WHAT TO DO:
Set down every entry again exactly as it stands below.

MATERIAL TO PROCESS:

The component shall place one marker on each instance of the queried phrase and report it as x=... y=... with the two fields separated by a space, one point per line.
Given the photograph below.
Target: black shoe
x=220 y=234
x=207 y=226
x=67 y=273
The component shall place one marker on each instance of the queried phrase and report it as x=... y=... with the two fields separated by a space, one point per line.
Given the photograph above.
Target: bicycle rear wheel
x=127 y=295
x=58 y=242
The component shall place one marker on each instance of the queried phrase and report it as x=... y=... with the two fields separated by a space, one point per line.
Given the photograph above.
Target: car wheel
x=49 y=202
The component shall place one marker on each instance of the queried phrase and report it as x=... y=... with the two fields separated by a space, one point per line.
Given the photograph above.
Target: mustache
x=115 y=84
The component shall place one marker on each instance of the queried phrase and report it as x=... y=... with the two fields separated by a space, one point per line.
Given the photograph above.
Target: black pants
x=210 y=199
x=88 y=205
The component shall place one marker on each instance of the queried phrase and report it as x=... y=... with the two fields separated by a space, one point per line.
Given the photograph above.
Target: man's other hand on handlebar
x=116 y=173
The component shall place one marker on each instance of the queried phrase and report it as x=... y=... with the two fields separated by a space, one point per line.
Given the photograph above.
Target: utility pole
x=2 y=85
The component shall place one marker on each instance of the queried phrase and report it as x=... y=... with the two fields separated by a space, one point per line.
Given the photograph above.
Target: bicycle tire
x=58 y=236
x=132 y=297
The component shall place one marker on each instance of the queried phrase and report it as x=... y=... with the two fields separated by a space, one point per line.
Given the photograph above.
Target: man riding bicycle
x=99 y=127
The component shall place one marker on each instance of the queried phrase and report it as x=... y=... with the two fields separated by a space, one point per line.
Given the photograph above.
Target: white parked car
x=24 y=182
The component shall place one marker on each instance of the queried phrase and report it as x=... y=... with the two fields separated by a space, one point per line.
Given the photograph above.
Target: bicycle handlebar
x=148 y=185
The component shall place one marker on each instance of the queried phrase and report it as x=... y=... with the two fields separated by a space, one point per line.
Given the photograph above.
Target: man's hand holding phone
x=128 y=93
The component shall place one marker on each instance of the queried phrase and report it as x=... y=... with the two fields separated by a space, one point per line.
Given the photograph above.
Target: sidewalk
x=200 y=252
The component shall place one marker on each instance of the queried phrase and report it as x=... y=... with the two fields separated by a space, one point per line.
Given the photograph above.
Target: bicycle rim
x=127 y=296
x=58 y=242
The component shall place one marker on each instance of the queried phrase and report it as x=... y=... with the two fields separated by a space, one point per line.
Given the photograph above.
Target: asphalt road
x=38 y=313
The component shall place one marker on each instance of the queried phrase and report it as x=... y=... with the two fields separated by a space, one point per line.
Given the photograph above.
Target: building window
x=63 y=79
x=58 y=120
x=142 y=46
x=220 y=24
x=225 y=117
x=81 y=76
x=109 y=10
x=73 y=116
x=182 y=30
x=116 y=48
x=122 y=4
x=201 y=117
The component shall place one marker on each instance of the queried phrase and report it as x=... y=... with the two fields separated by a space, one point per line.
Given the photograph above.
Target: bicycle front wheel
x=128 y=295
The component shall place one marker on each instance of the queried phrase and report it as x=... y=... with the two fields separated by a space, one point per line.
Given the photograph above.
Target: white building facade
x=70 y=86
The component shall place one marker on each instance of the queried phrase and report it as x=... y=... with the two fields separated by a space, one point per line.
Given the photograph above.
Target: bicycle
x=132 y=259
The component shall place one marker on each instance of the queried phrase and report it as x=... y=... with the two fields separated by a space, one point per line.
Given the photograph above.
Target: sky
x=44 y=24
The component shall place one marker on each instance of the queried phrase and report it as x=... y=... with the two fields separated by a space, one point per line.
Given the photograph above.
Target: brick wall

SOLUTION TO THIS EXERCISE:
The component shall place one marker on each instance of the queried phrase and report it as x=... y=... with the two fields separated by a space, one point per line.
Given the photograph below.
Target: black shoe
x=220 y=234
x=207 y=226
x=67 y=273
The component shall place one marker on each instance of the queried phrase and report it as x=... y=... with the two fields separated by a space, one point per line.
Given the photograph above.
Target: bicycle rear wheel
x=127 y=295
x=58 y=242
The component shall place one marker on each instance of the queried phrase and report it as x=... y=... with the two fields separated by a space, one point per line.
Given the photograph above.
Target: car wheel
x=49 y=202
The component shall place one marker on each instance of the queried phrase and report it as x=... y=... with the two fields separated by a space, one point per line.
Given the photograph above.
Target: mustache
x=115 y=84
The component shall place one marker on each instance of the queried phrase and report it as x=... y=... with the two fields separated by a space, one point per line.
Given the photograph above.
Target: black pants
x=210 y=199
x=88 y=205
The component shall place one marker on each instance of the queried phrase and report it as x=... y=... with the two fields separated by a space, one point per line.
Given the photograph above.
Target: man's other hand on handlebar
x=116 y=173
The component shall place one marker on each instance of the queried phrase and report it as x=... y=... with the two fields separated by a space, one point per line.
Given the photograph above.
Target: utility pole
x=2 y=85
The component shall place one marker on each instance of the queried phrase and report it as x=... y=... with the two fields separated by a space, one point per line.
Given the photograph above.
Target: bicycle tire
x=58 y=236
x=132 y=297
The component shall place one marker on each instance of the queried phrase and report it as x=... y=... with the two fields separated by a space, one point per line.
Given the photograph above.
Target: man riding bicycle
x=99 y=127
The component shall place one marker on each instance of the queried phrase and report it as x=... y=... with the two fields separated by a space, one point per line.
Given the photograph above.
Target: white parked car
x=24 y=182
The component shall place one marker on each instance of the queried phrase and report it as x=... y=... with the two fields separated by a space, one point per line.
Given the photograph above.
Target: bicycle handlebar
x=148 y=185
The component shall place one marker on each instance of the queried phrase and report it as x=... y=... with the two fields separated by a space, one point per line.
Given the photograph above.
Target: man's hand holding phone
x=128 y=93
The component shall place one marker on each instance of the queried phrase and report it as x=... y=... with the two fields separated by a space, one point per line.
Given the photograph above.
Target: sidewalk
x=200 y=252
The component shall place one marker on each instance of the queried phrase and report it as x=... y=... with the two fields separated by a space, one point per line.
Given the photograph above.
Target: bicycle rim
x=127 y=296
x=58 y=242
The component shall place one marker on each instance of the queried phrase and report it as x=... y=... with the two fields separated by a space, one point per line.
Given the photograph above.
Target: asphalt road
x=38 y=313
The component shall place one marker on each instance of the queried phrase and report it as x=... y=... with the two fields separated by a space, one point per line.
Given the photograph above.
Target: building window
x=63 y=79
x=58 y=120
x=142 y=46
x=220 y=24
x=225 y=117
x=81 y=76
x=109 y=10
x=73 y=116
x=182 y=30
x=116 y=48
x=122 y=4
x=201 y=117
The component shall place one marker on each instance of the queried phrase and report it as x=... y=... with the two fields separated by a space, one point per line.
Given the photograph above.
Target: bicycle front wheel
x=128 y=295
The component shall place one marker on each instance of the queried phrase and report it as x=... y=... with the two fields separated by a space, one point per line.
Given the photograph above.
Target: white building facade
x=70 y=86
The component shall place one marker on each instance of the queried phrase and report it as x=... y=... with the two fields separated by a space, one point per line.
Given the photograph above.
Target: bicycle
x=132 y=259
The component shall place one marker on each instance of the queried phrase and report it as x=... y=... with the two fields separated by a space, one point per line.
Given the photograph above.
Target: sky
x=44 y=24
The component shall place one marker on each instance of the queried phrase and report it as x=... y=... with the two fields separated by a space, one point per line.
Given the photograph above.
Target: brick wall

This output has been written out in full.